Excerpted records START

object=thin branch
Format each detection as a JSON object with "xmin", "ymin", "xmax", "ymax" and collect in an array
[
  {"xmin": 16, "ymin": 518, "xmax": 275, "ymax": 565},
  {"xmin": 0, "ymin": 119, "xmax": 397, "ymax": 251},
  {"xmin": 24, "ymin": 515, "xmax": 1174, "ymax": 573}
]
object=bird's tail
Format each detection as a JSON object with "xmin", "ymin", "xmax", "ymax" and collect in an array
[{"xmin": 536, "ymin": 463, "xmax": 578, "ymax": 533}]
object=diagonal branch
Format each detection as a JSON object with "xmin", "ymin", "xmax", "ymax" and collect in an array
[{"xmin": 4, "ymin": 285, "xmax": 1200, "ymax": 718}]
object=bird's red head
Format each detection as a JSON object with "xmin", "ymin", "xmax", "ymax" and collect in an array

Excerpted records END

▶ **Work required**
Quote exactly the first line of the data and every line after it through the one holding "object=diagonal branch".

▶ **Answer**
object=thin branch
Format each detection as a JSON object with "xmin", "ymin", "xmax", "ymax" and collect in an array
[
  {"xmin": 16, "ymin": 518, "xmax": 275, "ymax": 565},
  {"xmin": 0, "ymin": 119, "xmax": 397, "ymax": 251},
  {"xmin": 24, "ymin": 515, "xmax": 1174, "ymax": 573}
]
object=bird's tail
Format each detection as a JSON object with "xmin", "ymin", "xmax", "ymax" and collect in an array
[{"xmin": 536, "ymin": 463, "xmax": 578, "ymax": 533}]
object=diagonal branch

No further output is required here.